* Given exercise *
Please copy the inheritance act article from "The following are" up to and including "claims dealt with?", swapping "deceased" for "decedent".

* Document excerpt *
* START *

50 years of The Inheritance (Provision for Family and Dependents) Act 1975

For half a century this legislation has now been in place enabling many individuals to challenge a Will or the intestacy rules and bring claims against an estate (the money, property and assets left when someone dies).

What does the Act say?

The Act enables certain eligible persons to bring a claim under the Act for “reasonable financial provision” if they are disappointed by the terms of a Will or how the intestacy rules will be applied in their circumstances.

The Act limits the type of individuals that can bring a claim.  But the Act has evolved over the years to adapt to modern society and therefore the inclusion of cohabiting couples was added in much more recent years.

Who can bring a claim under the Act?

The following are eligible to bring a claim under the Act: –

  • Spouse
  • Former spouse
  • Cohabitees that have lived together for at least two years before the death as if they were a married couple
  • Children of the deceased – whether they are minors or adults
  • Those treated as a child of the family
  • Anyone that was financially dependent on the deceased

How are claims dealt with?

* END *

* Data records *
* START *

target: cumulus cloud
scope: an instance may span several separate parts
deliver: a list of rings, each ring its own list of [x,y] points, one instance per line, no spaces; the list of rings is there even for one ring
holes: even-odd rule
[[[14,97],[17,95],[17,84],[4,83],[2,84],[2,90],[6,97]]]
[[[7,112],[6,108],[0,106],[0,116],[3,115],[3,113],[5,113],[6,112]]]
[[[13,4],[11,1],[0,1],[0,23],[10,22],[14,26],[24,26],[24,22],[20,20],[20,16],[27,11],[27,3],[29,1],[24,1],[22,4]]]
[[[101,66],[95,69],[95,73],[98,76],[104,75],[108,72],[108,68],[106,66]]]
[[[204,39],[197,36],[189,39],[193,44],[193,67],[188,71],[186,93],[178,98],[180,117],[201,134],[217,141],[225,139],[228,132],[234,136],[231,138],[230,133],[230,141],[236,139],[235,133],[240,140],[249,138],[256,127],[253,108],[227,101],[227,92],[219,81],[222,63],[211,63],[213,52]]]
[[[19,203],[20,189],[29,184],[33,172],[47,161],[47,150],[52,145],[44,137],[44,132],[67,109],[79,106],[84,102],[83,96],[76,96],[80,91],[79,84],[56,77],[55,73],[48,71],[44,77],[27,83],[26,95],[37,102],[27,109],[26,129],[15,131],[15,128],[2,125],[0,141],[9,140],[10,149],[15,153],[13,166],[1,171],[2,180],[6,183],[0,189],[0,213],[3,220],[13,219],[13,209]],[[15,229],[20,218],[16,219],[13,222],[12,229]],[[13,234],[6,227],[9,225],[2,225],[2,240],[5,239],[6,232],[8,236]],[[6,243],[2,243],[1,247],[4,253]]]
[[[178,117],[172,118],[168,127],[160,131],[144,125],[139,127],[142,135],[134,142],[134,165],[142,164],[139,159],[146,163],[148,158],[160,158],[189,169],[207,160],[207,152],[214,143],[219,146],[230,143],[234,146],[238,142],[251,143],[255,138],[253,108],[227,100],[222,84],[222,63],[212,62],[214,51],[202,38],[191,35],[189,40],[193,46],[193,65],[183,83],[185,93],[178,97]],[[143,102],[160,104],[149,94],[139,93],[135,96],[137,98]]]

* END *

* Task result *
The following are eligible to bring a claim under the Act: –

  • Spouse
  • Former spouse
  • Cohabitees that have lived together for at least two years before the death as if they were a married couple
  • Children of the decedent – whether they are minors or adults
  • Those treated as a child of the family
  • Anyone that was financially dependent on the decedent

How are claims dealt with?